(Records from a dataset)

────────────────────────────────────────

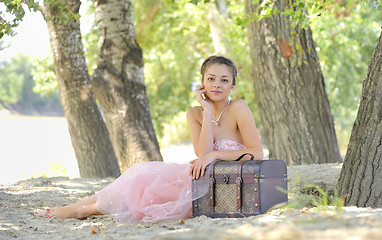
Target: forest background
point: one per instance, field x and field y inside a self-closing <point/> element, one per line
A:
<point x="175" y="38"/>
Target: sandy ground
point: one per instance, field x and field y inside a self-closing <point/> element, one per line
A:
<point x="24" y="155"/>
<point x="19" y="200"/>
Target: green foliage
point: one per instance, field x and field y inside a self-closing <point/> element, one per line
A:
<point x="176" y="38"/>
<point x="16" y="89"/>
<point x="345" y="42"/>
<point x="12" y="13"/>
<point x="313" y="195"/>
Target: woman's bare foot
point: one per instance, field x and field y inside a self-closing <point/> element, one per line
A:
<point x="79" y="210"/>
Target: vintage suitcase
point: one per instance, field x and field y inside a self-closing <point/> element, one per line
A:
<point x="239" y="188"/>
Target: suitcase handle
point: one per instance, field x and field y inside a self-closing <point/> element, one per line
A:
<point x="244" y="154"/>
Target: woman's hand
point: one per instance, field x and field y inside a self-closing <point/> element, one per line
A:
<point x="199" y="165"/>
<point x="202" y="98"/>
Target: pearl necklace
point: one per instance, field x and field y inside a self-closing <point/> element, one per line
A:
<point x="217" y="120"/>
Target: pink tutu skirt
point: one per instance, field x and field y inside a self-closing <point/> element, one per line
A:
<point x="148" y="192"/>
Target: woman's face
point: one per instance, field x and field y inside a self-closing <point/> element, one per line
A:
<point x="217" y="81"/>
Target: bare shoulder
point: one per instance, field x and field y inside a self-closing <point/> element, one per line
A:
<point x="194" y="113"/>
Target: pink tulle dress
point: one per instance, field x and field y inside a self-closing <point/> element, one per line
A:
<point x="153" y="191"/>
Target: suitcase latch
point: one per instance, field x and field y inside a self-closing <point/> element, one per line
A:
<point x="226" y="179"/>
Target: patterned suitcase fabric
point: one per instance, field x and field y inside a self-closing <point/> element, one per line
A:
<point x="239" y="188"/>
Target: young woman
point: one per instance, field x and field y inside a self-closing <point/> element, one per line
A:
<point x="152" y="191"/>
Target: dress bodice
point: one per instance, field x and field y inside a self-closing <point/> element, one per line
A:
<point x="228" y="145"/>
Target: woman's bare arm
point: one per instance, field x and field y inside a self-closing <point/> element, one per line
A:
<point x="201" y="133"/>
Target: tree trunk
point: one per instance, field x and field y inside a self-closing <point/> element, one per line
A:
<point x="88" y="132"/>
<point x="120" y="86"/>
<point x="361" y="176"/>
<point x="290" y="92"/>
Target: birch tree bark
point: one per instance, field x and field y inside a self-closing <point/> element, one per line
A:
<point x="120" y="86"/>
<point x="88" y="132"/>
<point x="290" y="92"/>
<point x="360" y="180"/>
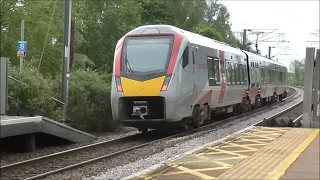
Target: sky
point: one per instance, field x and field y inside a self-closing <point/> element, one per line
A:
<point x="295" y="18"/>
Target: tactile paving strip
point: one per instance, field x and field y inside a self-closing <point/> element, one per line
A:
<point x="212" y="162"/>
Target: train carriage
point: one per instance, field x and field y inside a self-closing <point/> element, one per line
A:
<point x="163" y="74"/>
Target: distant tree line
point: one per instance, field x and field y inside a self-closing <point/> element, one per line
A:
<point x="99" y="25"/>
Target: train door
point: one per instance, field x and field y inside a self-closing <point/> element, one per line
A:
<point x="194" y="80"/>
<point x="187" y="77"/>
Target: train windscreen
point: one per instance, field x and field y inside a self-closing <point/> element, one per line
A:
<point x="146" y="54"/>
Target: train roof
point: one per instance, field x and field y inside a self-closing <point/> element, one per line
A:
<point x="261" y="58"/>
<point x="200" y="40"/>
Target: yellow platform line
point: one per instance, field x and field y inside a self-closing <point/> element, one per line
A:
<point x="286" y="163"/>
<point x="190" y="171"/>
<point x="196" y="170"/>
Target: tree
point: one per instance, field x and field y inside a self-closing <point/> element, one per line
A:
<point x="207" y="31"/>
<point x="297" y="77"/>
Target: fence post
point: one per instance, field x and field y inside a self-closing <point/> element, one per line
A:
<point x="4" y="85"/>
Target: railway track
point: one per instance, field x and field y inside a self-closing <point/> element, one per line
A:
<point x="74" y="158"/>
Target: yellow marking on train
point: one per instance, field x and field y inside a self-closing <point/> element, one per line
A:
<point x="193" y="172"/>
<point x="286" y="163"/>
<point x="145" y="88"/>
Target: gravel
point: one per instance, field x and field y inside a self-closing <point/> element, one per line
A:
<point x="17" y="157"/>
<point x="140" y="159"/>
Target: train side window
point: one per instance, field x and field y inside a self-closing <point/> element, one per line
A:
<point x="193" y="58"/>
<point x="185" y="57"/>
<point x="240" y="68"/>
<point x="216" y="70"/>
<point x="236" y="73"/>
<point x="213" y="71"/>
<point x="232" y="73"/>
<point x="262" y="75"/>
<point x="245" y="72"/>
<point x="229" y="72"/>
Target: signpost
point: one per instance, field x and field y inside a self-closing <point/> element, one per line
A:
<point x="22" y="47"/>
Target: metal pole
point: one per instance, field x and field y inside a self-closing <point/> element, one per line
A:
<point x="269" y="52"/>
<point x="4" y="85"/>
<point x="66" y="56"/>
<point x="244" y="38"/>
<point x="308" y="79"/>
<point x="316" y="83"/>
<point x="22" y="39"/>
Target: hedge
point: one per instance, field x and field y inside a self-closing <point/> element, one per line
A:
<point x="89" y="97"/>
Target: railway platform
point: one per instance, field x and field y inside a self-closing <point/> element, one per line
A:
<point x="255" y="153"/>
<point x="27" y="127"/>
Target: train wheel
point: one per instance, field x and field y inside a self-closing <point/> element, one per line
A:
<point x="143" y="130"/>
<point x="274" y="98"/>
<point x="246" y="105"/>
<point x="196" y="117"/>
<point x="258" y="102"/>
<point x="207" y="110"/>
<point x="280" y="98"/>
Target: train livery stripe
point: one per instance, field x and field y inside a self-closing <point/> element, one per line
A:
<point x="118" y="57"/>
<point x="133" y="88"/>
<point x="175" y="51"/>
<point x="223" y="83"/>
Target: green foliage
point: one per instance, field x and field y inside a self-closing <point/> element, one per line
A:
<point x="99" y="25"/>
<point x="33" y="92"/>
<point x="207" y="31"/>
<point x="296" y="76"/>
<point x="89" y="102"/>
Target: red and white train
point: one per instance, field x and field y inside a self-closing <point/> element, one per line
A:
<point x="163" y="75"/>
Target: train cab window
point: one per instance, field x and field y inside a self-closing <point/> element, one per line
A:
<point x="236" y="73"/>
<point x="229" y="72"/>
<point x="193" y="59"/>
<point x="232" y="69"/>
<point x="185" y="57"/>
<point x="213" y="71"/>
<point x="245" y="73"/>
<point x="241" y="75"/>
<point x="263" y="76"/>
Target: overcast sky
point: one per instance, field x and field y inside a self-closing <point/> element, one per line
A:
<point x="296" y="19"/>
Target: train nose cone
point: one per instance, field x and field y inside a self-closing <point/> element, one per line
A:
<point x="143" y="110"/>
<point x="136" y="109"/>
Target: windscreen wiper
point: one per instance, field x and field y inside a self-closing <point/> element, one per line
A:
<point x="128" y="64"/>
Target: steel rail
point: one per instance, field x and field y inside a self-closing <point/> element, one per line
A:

────────────────────────────────────────

_Task instructions_
Transcribe every entry above exactly. Omit all pictures.

_Answer for the task_
Target: forest background
point: one per instance, field x and field y inside a self-closing <point/> element, one per line
A:
<point x="175" y="38"/>
Target: sandy ground
point: one per instance, field x and field y inside a self-closing <point/> element, one per line
A:
<point x="24" y="155"/>
<point x="19" y="200"/>
Target: green foliage
point: one per instance, field x and field y inside a self-closing <point/> element, one per line
A:
<point x="176" y="38"/>
<point x="16" y="89"/>
<point x="345" y="42"/>
<point x="12" y="13"/>
<point x="313" y="195"/>
Target: woman's bare foot
point: one per instance, field x and field y inside a self-closing <point/> element, one per line
A:
<point x="79" y="210"/>
Target: vintage suitcase
point: one per instance, field x and field y inside a self-closing <point/> element, one per line
A:
<point x="239" y="188"/>
Target: suitcase handle
point: one per instance, field x and field y inside a self-closing <point/> element, one per line
A:
<point x="244" y="154"/>
Target: woman's hand
point: one per instance, field x and field y inside a self-closing <point/> element, one per line
A:
<point x="199" y="165"/>
<point x="202" y="98"/>
Target: pearl necklace
point: one per instance, field x and field y inside a self-closing <point/> element, one per line
A:
<point x="217" y="120"/>
Target: pink tutu skirt
point: one per instance, field x and field y inside a self-closing <point/> element, one per line
A:
<point x="148" y="192"/>
Target: woman's face
point: one per instance, field x and field y inside a self-closing <point/> element, one per line
A:
<point x="217" y="81"/>
Target: bare shoulder
point: one per instance, field x and field y inside a self-closing <point/> element, one per line
A:
<point x="194" y="113"/>
Target: pink tulle dress
point: one per instance, field x and field y inside a self-closing <point/> element, one per line
A:
<point x="153" y="191"/>
Target: suitcase latch
point: one per instance, field x and field y inside a self-closing <point/> element, one per line
A:
<point x="226" y="179"/>
Target: patterned suitcase fabric
point: one per instance, field x and field y inside a self-closing <point/> element, one per line
A:
<point x="239" y="188"/>
Target: young woman
point: one per instance, field x and field y inside a self-closing <point/> element, one per line
A:
<point x="152" y="191"/>
Target: dress bodice
point: one per instance, field x and field y inside a self-closing <point/> element, one per line
A:
<point x="228" y="145"/>
Target: woman's bare arm
point: one per instance, field x and field y inside a self-closing <point/> element, one per line
A:
<point x="201" y="133"/>
Target: tree trunk
point: one per instance, field x and field y inside a self-closing <point/> element, one per line
A:
<point x="88" y="132"/>
<point x="120" y="86"/>
<point x="361" y="176"/>
<point x="290" y="92"/>
Target: birch tree bark
point: one per instance, field x and field y inside a self-closing <point/> element, one per line
A:
<point x="120" y="86"/>
<point x="88" y="132"/>
<point x="290" y="92"/>
<point x="360" y="180"/>
Target: sky
point: one per instance, field x and field y inside a self-closing <point/> element, one per line
A:
<point x="295" y="18"/>
Target: tactile paving strip
point: one per instance, field x and field y inside a self-closing <point/> element, one per line
A:
<point x="212" y="162"/>
Target: train carriage
point: one per instance, field x and field y inside a self-closing <point/> element, one per line
A:
<point x="163" y="74"/>
Target: distant tree line
point: one per instance, field x and field y inside a self-closing <point/> element, one per line
A:
<point x="99" y="25"/>
Target: train door
point: one per instance, field x and field y inside a self-closing <point/> element, one per line
A:
<point x="194" y="80"/>
<point x="187" y="77"/>
Target: train windscreen
point: one per instance, field x and field y inside a self-closing <point/> element, one per line
A:
<point x="146" y="54"/>
Target: train roof
point: one per instance, field x and field y inside a self-closing <point/> element, one per line
A:
<point x="261" y="58"/>
<point x="200" y="40"/>
Target: yellow platform line
point: one per instance, field x and field y inside a self-closing <point/> element, one per line
A:
<point x="286" y="163"/>
<point x="190" y="171"/>
<point x="196" y="170"/>
Target: tree
point: one per instance, field x and field y inside a self-closing <point/> element, one per line
A:
<point x="207" y="31"/>
<point x="297" y="77"/>
Target: fence post
point: one per instance, field x and field y inside a self-closing <point/> element, one per line
A:
<point x="4" y="85"/>
Target: railway track
point: one per instance, field x and field y inside a self-closing <point/> element, one per line
A:
<point x="74" y="158"/>
Target: yellow marking on train
point: one per instance, field x and field y inside a self-closing <point/> element, one per line
A:
<point x="193" y="172"/>
<point x="286" y="163"/>
<point x="145" y="88"/>
Target: gravel
point: one per instance, field x and field y inside a self-closing <point/> element, one per line
A:
<point x="17" y="157"/>
<point x="140" y="159"/>
Target: train side window
point: one per instance, field x and field y inside a self-closing <point/> element, one per line
A:
<point x="193" y="58"/>
<point x="185" y="57"/>
<point x="240" y="68"/>
<point x="216" y="70"/>
<point x="236" y="73"/>
<point x="213" y="71"/>
<point x="232" y="73"/>
<point x="262" y="75"/>
<point x="245" y="72"/>
<point x="229" y="72"/>
Target: signpost
point: one per instance, field x and field y inside a self-closing <point/> element, one per line
A:
<point x="22" y="47"/>
Target: metal pole
point: one per instance, field x and field y inside a self-closing <point/> element, one per line
A:
<point x="269" y="52"/>
<point x="4" y="85"/>
<point x="66" y="56"/>
<point x="244" y="38"/>
<point x="308" y="79"/>
<point x="316" y="83"/>
<point x="22" y="39"/>
Target: hedge
point: one per instance, field x and field y inside a self-closing <point/> element, one per line
A:
<point x="89" y="97"/>
Target: railway platform
point: one per instance, field x and field y inside a self-closing <point/> element, one per line
A:
<point x="255" y="153"/>
<point x="27" y="127"/>
Target: train wheel
point: one per instance, field x and field y inside a self-closing <point/> element, one per line
A:
<point x="143" y="130"/>
<point x="274" y="98"/>
<point x="246" y="105"/>
<point x="196" y="117"/>
<point x="258" y="102"/>
<point x="207" y="110"/>
<point x="280" y="98"/>
Target: train livery stripe
point: one per instance, field x and field y inside a self-closing <point/> element, one per line
A:
<point x="118" y="57"/>
<point x="133" y="88"/>
<point x="175" y="51"/>
<point x="223" y="83"/>
Target: green foliage
point: one per instance, field x and field y inside a self-closing <point/> element, one per line
A:
<point x="99" y="25"/>
<point x="33" y="92"/>
<point x="207" y="31"/>
<point x="296" y="76"/>
<point x="89" y="102"/>
Target: red and white train
point: one per instance, field x and field y inside a self-closing <point/> element, one per line
A:
<point x="163" y="75"/>
Target: train cab window
point: one per instance, field x and field y inside a self-closing <point/> element, one per line
A:
<point x="236" y="73"/>
<point x="229" y="72"/>
<point x="193" y="59"/>
<point x="232" y="69"/>
<point x="185" y="57"/>
<point x="213" y="71"/>
<point x="245" y="73"/>
<point x="241" y="75"/>
<point x="263" y="76"/>
Target: overcast sky
point: one per instance, field x and field y inside a self-closing <point/> element, one per line
A:
<point x="296" y="19"/>
Target: train nose cone
point: one per instance, field x and field y inside a self-closing <point/> element, one per line
A:
<point x="143" y="110"/>
<point x="136" y="109"/>
Target: windscreen wiper
point: one per instance, field x and field y inside a self-closing <point/> element, one per line
A:
<point x="128" y="64"/>
Target: steel rail
point: one per instance, field x and field y inside a self-closing <point/> element, one per line
A:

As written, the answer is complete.